- Aufgaben -
1. Beantworten Sie anhand des Textes über die Pflegeklausel im Testament die folgenden Fragen:
(a) Welches Gericht hat die Klausel als unwirksam erachtet?
(b) Welche Vorschrift des BGB verlangt, dass der Erblasser die Person des Bedachten selbst bestimmt?
(c) Welche drei möglichen Bedeutungen von „pflegt und betreut“ werden im letzten Absatz genannt?
2. Führen Sie den Text über die Pflegeklausel im Testament im Anschluss an seinen letzten Satz fort.

- Vorliegender Text -
_ _ _
Dies betrifft insbesondere die weitverbreitete Formulierung, es solle diejenige Person Erbe werden, die den Erblasser „bis zu meinem Tod pflegt und betreut“. Das Oberlandesgericht München hat eine solche Klausel als unwirksam erachtet. Der Erblasser muss die Person des Bedachten selbst bestimmen und darf dies nicht einem Dritten – oder dem Zufall – überlassen (§ 2065 BGB). Zwar darf das Gericht den Willen auslegen, doch wenn die Kriterien zur Identifizierung des Erben unklar bleiben, ist die Verfügung nichtig (OLG München, 25.09.2023 - Az:
33 Wx 38/23e).
Im Fall des OLG München konnte nicht geklärt werden, was die Erblasserin genau meinte. Dies betraf zum einen den zeitlichen Aspekt von „bis zu meinem Tod“: Galt dies ab Testamentserrichtung? Musste die Pflege ununterbrochen erfolgen? Was, wenn mehrere Personen pflegten? Zum anderen blieb der Inhalt von „pflegt und betreut“ unklar: War körperliche Pflege, seelische Stütze oder die Erledigung finanzieller Angelegenheiten gemeint?
_ _ _
Datensatzauszüge zum Zeigen auf Objekte:
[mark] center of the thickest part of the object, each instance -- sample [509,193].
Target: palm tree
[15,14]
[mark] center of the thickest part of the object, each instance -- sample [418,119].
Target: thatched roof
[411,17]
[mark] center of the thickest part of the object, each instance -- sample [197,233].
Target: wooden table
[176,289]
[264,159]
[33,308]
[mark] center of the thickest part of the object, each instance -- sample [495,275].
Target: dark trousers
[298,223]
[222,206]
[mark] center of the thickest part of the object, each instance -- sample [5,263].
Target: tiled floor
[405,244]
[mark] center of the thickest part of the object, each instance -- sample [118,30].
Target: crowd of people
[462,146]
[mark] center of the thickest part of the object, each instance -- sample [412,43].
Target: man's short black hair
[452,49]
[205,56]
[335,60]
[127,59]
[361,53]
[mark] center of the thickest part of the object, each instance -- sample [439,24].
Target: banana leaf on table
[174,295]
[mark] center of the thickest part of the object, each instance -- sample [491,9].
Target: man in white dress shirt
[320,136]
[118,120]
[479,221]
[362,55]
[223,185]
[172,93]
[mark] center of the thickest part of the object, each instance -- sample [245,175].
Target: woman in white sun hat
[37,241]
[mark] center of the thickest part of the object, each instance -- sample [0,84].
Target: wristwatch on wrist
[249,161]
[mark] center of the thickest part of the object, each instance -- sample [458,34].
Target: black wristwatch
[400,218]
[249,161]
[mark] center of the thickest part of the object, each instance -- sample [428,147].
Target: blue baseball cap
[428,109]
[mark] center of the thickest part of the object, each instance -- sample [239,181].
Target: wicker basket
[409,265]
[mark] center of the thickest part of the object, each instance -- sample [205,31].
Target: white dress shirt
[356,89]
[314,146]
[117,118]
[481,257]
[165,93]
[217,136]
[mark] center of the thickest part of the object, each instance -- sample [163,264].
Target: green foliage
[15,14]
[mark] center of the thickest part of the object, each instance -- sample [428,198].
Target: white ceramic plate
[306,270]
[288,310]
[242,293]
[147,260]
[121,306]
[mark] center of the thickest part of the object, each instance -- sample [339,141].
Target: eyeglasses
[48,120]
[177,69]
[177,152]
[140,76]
_ _ _
- Ergebnisse je Aufgabe -
1.
(a) Das Oberlandesgericht München.
(b) § 2065 BGB.
(c) Körperliche Pflege, seelische Stütze und die Erledigung finanzieller Angelegenheiten.

2.
Auch der Zusatz „Zurzeit ist es: Frau ...“ half nicht. Das Gericht sah darin lediglich eine beispielhafte Nennung, die durch die Verwendung des Wortes „derzeit“ gerade keine endgültige Erbeinsetzung darstellte. Da sich der Erblasserwille nicht ermitteln ließ, war die Erbeinsetzung unwirksam, und es trat die gesetzliche Erbfolge ein.
Spezielle Anordnungen: Von Ersatzerben bis zur Teilung
Der Erblasser kann auch Ersatzerben bestimmen. Dies sind Erben, die für den Fall zum Erben eingesetzt werden, dass ein anderer Erbe vor Eintritt des Erbfalls wegfällt, beispielsweise durch Vorversterben,
Erbverzicht oder Ausschlagung.
Komplexer ist die Anordnung von Vor- und Nacherbschaft. Hierbei wird der Nacherbe erst dann Erbe, wenn zuvor ein anderer (der Vorerbe) Erbe des Erblassers geworden ist. Zum Schutz des Nacherben darf der Vorerbe nicht uneingeschränkt über die Nachlassgegenstände verfügen. So darf er grundsätzlich zum Nachlass gehörende Grundstücke nicht veräußern oder belasten. Der Erblasser kann den Vorerben im Testament jedoch von bestimmten Beschränkungen befreien.
Der Erblasser kann weiterhin im Testament
Vermächtnisse aussetzen. Hierdurch werden aus dem Nachlass bestimmte Vermögenswerte, wie einzelne Gegenstände oder Geldbeträge, einer Person zugewendet, ohne dass diese dadurch zum Erben wird. Der Vermächtnisnehmer hat lediglich einen Anspruch gegen den Erben.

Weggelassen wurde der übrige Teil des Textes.